EXERCISE BRIEF
Begin at the line containing "the traffic light" and reproduce every line through the end of the entries below. Nothing else should appear.

EXERCISE INPUT
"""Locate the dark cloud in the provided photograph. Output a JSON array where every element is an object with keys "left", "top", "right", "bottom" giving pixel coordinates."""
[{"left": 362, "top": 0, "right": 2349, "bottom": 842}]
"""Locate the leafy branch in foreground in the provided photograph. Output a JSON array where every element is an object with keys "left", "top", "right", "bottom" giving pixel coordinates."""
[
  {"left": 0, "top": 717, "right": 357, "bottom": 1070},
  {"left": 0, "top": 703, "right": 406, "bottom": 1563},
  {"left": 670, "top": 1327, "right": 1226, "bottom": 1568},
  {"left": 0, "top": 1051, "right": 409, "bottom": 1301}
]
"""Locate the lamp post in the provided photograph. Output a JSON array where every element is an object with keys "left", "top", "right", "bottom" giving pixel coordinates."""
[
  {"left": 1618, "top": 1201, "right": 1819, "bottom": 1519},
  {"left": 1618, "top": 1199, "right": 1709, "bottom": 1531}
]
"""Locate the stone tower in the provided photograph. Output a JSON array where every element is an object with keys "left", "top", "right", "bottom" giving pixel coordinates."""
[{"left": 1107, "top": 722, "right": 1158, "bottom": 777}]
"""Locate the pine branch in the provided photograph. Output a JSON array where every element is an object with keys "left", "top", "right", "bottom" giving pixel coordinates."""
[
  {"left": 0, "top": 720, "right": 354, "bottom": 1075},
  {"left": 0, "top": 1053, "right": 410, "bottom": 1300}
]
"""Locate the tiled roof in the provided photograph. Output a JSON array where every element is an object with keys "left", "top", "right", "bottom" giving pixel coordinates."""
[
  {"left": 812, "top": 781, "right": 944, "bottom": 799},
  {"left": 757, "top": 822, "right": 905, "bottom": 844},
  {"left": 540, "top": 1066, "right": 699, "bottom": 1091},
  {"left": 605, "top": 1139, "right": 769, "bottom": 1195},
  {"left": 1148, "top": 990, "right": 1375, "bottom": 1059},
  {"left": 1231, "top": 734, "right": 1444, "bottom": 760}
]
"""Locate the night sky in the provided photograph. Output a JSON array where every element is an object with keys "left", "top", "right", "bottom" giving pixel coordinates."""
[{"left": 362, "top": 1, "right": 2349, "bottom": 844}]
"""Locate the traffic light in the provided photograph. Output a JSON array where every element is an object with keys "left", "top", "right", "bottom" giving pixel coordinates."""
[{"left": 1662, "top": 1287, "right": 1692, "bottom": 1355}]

TASK OUTPUT
"""Locate the traffic light in the provided photograph. Output a JSON array where every element is an object with keys "left", "top", "right", "bottom" giving pixel coordinates."""
[{"left": 1662, "top": 1287, "right": 1692, "bottom": 1355}]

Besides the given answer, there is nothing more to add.